## Listing:
▽
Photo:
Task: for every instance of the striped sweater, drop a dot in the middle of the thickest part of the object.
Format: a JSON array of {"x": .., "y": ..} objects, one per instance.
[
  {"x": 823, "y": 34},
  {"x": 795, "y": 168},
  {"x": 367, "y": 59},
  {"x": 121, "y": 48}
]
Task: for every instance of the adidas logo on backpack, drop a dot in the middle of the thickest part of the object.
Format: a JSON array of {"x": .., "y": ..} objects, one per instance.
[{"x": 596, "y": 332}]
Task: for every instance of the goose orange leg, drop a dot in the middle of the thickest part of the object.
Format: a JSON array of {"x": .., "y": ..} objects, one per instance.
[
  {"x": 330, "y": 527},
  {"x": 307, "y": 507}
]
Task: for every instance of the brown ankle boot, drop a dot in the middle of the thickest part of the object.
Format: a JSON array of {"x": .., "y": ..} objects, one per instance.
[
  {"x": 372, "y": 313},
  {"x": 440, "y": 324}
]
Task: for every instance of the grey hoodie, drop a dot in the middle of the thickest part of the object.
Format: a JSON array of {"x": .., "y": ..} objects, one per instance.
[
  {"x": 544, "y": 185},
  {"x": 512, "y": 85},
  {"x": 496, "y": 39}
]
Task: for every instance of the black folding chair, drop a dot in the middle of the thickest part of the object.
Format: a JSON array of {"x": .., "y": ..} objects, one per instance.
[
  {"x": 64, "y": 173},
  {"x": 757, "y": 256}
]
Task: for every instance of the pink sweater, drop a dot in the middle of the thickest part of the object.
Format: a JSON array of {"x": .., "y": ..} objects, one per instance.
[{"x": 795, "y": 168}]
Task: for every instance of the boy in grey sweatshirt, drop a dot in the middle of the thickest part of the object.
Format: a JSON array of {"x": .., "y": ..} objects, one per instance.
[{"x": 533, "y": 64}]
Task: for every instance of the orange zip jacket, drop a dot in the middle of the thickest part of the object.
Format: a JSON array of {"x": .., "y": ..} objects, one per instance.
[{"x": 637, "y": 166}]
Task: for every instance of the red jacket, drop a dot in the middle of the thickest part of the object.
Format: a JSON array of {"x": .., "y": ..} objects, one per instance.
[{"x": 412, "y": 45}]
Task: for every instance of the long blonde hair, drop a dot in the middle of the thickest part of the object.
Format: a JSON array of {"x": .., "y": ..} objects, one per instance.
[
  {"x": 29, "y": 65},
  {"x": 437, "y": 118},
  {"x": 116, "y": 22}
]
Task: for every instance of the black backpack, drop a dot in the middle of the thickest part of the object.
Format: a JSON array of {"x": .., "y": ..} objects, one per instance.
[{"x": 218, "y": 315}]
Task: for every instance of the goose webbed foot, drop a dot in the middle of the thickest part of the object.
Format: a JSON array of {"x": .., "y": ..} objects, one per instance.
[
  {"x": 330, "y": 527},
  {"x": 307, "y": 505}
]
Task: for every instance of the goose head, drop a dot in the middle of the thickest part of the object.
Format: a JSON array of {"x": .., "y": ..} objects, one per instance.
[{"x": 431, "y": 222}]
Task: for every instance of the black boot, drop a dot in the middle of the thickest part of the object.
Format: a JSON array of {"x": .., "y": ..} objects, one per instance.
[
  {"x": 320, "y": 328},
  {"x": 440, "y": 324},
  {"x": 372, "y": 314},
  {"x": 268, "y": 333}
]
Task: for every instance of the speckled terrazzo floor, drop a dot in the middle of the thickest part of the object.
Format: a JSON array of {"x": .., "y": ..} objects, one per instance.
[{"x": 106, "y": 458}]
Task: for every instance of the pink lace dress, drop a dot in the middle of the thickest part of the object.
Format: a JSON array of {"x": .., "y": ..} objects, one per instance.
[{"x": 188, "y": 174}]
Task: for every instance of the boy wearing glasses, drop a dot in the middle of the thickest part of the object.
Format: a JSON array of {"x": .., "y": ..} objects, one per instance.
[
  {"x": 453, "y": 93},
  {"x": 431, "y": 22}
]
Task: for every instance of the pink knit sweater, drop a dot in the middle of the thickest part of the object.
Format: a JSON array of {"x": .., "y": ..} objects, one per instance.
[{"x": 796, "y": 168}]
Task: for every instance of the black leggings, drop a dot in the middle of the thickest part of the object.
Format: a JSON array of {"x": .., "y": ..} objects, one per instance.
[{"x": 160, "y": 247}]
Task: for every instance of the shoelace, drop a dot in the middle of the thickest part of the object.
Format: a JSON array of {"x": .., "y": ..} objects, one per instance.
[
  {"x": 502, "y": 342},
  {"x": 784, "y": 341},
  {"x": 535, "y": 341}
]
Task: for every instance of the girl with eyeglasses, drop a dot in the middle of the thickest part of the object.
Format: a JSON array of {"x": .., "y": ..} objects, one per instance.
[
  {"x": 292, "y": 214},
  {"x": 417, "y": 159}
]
△
## Stated exercise:
Each line in the material above must be retyped without alteration.

## Result below:
Photo:
Task: for every instance of the striped sweater, drop a dot in the middle of the thickest part of the object.
Format: a JSON array of {"x": .., "y": ..} objects, one per instance.
[
  {"x": 823, "y": 34},
  {"x": 795, "y": 168},
  {"x": 367, "y": 59},
  {"x": 121, "y": 48}
]
Task: for every instance of the adidas logo on backpack, drop a dot in the middle of the thickest part of the object.
Format: a JSON array of {"x": .., "y": ..} objects, one per instance.
[{"x": 596, "y": 332}]
Task: for every instance of the goose orange leg, drop a dot in the middle of the thickest part of the object.
Format: a JSON array of {"x": .., "y": ..} objects, one per instance.
[
  {"x": 330, "y": 527},
  {"x": 307, "y": 507}
]
Task: for every instance of the brown ankle boot, drop a dot in the middle of the thickest part of the object.
Format: a JSON array of {"x": .., "y": ..} objects, one per instance.
[
  {"x": 372, "y": 313},
  {"x": 440, "y": 324}
]
Task: for every instance of the grey hoodie, drop a dot in the middle of the thickest part of the object.
Format: a JSON array of {"x": .., "y": ..} objects, one per instance.
[
  {"x": 544, "y": 185},
  {"x": 512, "y": 85},
  {"x": 496, "y": 39}
]
Task: for every instance of the black folding chair, drop a dot in the middle of the thickest part of the object.
Format: a JSON array of {"x": .., "y": ..} objects, one per instance.
[
  {"x": 64, "y": 173},
  {"x": 757, "y": 256}
]
Task: for every instance of the pink sweater, drop a dot in the middle of the thickest part of the object.
Format: a JSON array of {"x": .., "y": ..} objects, one per instance.
[{"x": 795, "y": 168}]
Task: for every instance of the boy in grey sweatshirt, drop a dot in the middle of the thickest part of the object.
Format: a JSON array of {"x": .., "y": ..} objects, one per instance.
[{"x": 533, "y": 64}]
Task: for every instance of the orange zip jacket, drop a dot in the middle of the thickest part of the object.
Format: a JSON array of {"x": .., "y": ..} objects, one per instance.
[{"x": 637, "y": 166}]
Task: for every instance of the red jacket, drop a dot in the middle of the thickest part of the object.
Format: a JSON array of {"x": .., "y": ..} objects, one per instance.
[{"x": 412, "y": 45}]
Task: for every instance of the long blonde hair, drop a dot in the middle of the thickest part of the object.
Format: a JSON array of {"x": .., "y": ..} objects, one per instance.
[
  {"x": 29, "y": 65},
  {"x": 437, "y": 118},
  {"x": 116, "y": 22}
]
Task: for every instance of the black backpack, drop a dot in the middle of the thickest part of the object.
Format: a JSON array of {"x": .., "y": ..} objects, one per instance.
[{"x": 218, "y": 315}]
Task: for every instance of the goose webbed foot, drop a dot in the middle of the thickest part of the object.
Format: a JSON array of {"x": .., "y": ..} objects, one per instance.
[
  {"x": 330, "y": 527},
  {"x": 307, "y": 505}
]
Task: for every instance of the goose head, drop a dot in the middle of the thickest part of the object.
Format: a JSON array of {"x": .., "y": ..} objects, one per instance.
[{"x": 431, "y": 222}]
Task: for every instance of the black boot, drop a dot in the middle of the thickest part of the object.
Format: a JSON array of {"x": .., "y": ..} objects, one per instance.
[
  {"x": 320, "y": 328},
  {"x": 440, "y": 324},
  {"x": 372, "y": 314},
  {"x": 268, "y": 333}
]
Task: for every instance of the speckled terrazzo floor, drop a dot in the middle of the thickest part of the object.
Format: a JSON array of {"x": .., "y": ..} objects, one per instance.
[{"x": 106, "y": 458}]
Task: for every instance of the pink lace dress, drop a dot in the middle of the thickest part of the object.
Format: a JSON array of {"x": .., "y": ..} objects, one per instance.
[{"x": 188, "y": 174}]
Task: for every instance of the boy wearing glasses, drop a dot in the middle of the thickest part of the object.
Format: a JSON array of {"x": .., "y": ..} objects, one per instance.
[
  {"x": 453, "y": 93},
  {"x": 431, "y": 22}
]
Task: for every instance of the pink knit sweater, drop a dot in the middle of the thickest part of the object.
Format: a JSON array of {"x": .., "y": ..} objects, one per instance.
[{"x": 796, "y": 168}]
Task: for every instance of the black leggings, drop a dot in the middle of the thickest part of the object.
Format: a JSON array of {"x": .., "y": ..} objects, one per instance.
[{"x": 160, "y": 247}]
Task: for every instance of the shoelace, drop a dot in the middle of the thickest part of the object.
Format: a JSON array of {"x": .., "y": ..} objects, one per instance.
[
  {"x": 502, "y": 342},
  {"x": 784, "y": 341},
  {"x": 535, "y": 341}
]
Task: for every instance of the girl with eyeglasses, drop a dot in the middle of the thickest part of the object.
Format: a JSON array of {"x": .., "y": ..} objects, one per instance.
[
  {"x": 292, "y": 214},
  {"x": 417, "y": 159}
]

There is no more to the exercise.